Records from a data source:
++++++++++

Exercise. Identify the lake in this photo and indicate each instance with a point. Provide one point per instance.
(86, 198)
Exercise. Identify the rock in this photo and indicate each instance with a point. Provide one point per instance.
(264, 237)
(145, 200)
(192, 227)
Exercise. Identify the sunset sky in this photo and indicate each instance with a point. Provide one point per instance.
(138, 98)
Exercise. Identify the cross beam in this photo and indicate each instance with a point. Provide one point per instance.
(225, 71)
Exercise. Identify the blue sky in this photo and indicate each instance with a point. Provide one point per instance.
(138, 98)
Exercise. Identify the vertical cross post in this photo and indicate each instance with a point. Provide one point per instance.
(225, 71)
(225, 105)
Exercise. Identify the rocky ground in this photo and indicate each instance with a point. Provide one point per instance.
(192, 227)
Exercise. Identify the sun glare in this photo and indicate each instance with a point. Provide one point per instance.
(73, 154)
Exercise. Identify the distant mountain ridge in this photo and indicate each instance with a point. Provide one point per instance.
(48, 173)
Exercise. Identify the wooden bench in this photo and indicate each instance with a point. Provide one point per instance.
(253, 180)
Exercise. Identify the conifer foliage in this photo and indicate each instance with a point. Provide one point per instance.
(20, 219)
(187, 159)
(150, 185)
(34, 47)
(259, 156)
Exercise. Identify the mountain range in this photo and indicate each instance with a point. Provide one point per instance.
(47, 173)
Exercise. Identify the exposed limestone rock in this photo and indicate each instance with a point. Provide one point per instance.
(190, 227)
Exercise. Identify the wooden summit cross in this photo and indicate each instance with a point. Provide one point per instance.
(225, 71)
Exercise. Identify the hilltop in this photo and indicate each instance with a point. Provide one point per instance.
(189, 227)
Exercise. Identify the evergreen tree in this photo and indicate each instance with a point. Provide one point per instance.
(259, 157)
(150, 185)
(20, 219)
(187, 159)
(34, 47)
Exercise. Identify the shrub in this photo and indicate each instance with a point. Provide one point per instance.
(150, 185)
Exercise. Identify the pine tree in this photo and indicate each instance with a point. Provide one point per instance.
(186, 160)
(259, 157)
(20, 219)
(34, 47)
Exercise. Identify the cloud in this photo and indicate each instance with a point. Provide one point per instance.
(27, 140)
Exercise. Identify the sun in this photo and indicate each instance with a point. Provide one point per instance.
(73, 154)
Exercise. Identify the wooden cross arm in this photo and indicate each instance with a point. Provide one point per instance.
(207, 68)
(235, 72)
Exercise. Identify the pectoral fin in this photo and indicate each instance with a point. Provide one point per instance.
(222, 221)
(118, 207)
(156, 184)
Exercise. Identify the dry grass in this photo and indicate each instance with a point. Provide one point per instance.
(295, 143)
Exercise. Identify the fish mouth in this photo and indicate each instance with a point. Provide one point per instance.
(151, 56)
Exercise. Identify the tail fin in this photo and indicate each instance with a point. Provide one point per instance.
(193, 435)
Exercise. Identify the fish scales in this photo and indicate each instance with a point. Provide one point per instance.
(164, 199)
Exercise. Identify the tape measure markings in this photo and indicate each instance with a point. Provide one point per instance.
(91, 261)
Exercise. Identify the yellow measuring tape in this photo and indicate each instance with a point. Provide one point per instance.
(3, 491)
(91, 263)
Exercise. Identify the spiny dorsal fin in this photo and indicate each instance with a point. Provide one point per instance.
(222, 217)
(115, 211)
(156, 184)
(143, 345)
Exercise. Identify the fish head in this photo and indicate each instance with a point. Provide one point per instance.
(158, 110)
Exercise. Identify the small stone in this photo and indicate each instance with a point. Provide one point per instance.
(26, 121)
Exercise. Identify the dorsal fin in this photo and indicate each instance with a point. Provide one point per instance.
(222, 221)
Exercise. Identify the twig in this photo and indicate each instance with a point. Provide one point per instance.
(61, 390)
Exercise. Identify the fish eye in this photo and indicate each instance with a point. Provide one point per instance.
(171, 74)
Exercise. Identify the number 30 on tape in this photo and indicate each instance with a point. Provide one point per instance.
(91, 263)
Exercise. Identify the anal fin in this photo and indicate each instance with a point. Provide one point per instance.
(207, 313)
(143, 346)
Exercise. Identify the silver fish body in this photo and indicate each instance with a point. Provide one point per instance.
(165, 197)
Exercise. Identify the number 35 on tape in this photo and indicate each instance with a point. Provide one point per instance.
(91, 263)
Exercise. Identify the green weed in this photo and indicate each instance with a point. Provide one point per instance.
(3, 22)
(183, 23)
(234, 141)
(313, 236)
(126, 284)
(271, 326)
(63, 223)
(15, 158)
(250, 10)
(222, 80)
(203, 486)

++++++++++

▶ What is asked:
Restate the whole listing exactly, leaving out nothing.

▶ Finished task:
Exercise. Identify the lake in this photo and indicate each instance with a point. Provide one point per instance.
(86, 198)
Exercise. Identify the rock in this photo and indicate each instance with a point. Provide one point per instance.
(264, 237)
(145, 200)
(192, 227)
Exercise. Identify the sunset sky in this photo and indicate each instance with a point. Provide one point per instance.
(138, 98)
Exercise. Identify the cross beam in this photo and indicate each instance with a point. Provide one point per instance.
(225, 71)
Exercise. Identify the blue sky in this photo and indicate each instance with a point. Provide one point per instance.
(138, 98)
Exercise. Identify the vertical cross post in this photo and indicate each instance with a point. Provide one point per instance.
(225, 71)
(225, 105)
Exercise. Identify the rocky ground in this photo and indicate each instance with a point. Provide one point per instance.
(192, 227)
Exercise. Identify the sun glare in this photo and indicate each instance with a point. Provide one point per instance.
(73, 154)
Exercise. Identify the distant mountain ridge in this photo and indicate each instance with a point. Provide one point per instance.
(48, 173)
Exercise. Identify the wooden bench in this photo and indicate each instance with a point. Provide one point per instance.
(253, 180)
Exercise. Identify the conifer foliage in this photo and indicate each instance with a point. Provide one point per instance.
(20, 219)
(187, 159)
(150, 185)
(34, 47)
(259, 156)
Exercise. Identify the mountain range in this photo and indicate each instance with a point. Provide one point per instance.
(47, 173)
Exercise. Identify the exposed limestone rock in this photo and indicate each instance with a point. Provide one point per instance.
(190, 227)
Exercise. Identify the wooden summit cross in this photo and indicate each instance with a point. Provide one point per instance.
(225, 71)
Exercise. Identify the hilltop in this photo and indicate each instance with a point. Provide one point per instance.
(189, 227)
Exercise. Identify the evergreen tree in this photo and indicate each instance with a point. Provide one point per instance.
(259, 157)
(150, 185)
(20, 219)
(187, 159)
(34, 47)
Exercise. Identify the shrub in this photo and indicate each instance with a point. Provide one point per instance.
(150, 185)
Exercise. Identify the pine tree in this photo and indicate each instance with a point. Provide one point per instance.
(186, 160)
(259, 157)
(20, 219)
(34, 47)
Exercise. Identify the cloud in this photo and indicate each instance with a point. Provide one point per instance.
(27, 140)
Exercise. Identify the sun in this photo and indicate each instance with a point. Provide one point per instance.
(73, 154)
Exercise. Identify the wooden cross arm in this photo and indicate each instance with a point. Provide one point per instance.
(207, 68)
(235, 72)
Exercise. Identify the pectoral fin in this photo and indicate each instance with a point. Provide one point per instance.
(222, 221)
(118, 207)
(156, 184)
Exercise. Identify the dry grass in this photo and indicate each instance with a point. Provide one point per instance.
(295, 143)
Exercise. Identify the fish mouth in this photo and indicate each instance with a point. Provide one point per instance.
(151, 56)
Exercise. Identify the tail fin in this photo and indicate each instance with a point. Provide one point per instance.
(193, 435)
Exercise. Identify the fish scales in this photo and indicate each instance with a point. Provide one point per instance.
(164, 199)
Exercise. Identify the tape measure markings in this photo and indicate each instance with a point. Provide one point per instance.
(91, 261)
Exercise. Identify the yellow measuring tape in this photo and indicate each instance with a point. Provide one point per instance.
(3, 491)
(91, 263)
Exercise. Identify the spiny dorsal fin in this photo and indicate each instance with a point. Provide one point per instance.
(222, 217)
(115, 211)
(156, 184)
(143, 345)
Exercise. Identify the fish head in this photo and indicate each instance with a point. Provide one point per instance.
(158, 110)
Exercise. Identify the small stone in this photo and indicate each instance with a point. Provide one point per instance.
(26, 121)
Exercise. Identify the dorsal fin in this photo and indicate each instance with a point. Provide one point per instance.
(222, 221)
Exercise. Identify the twig in this photo and indicate each instance with a point. Provide one point per instance.
(61, 390)
Exercise. Identify the fish eye in this photo and indicate each instance with a point. Provide one point per instance.
(171, 74)
Exercise. Identify the number 30 on tape in this photo and indicate each instance with a point. Provide one point per instance.
(91, 263)
Exercise. Identify the anal fin in this photo and indicate each instance with a point. Provide one point per instance.
(207, 313)
(143, 346)
Exercise. Identify the silver fish body in this photo and indicate each instance with a point. Provide one point per instance.
(165, 197)
Exercise. Identify the number 35 on tape in this photo and indicate each instance with a point. Provide one point per instance.
(91, 263)
Exercise. Identify the green weed in this photo and indicate each instance with a point. Provide one point per instance.
(3, 22)
(183, 23)
(234, 141)
(313, 236)
(126, 284)
(271, 326)
(63, 223)
(15, 158)
(250, 10)
(222, 80)
(203, 486)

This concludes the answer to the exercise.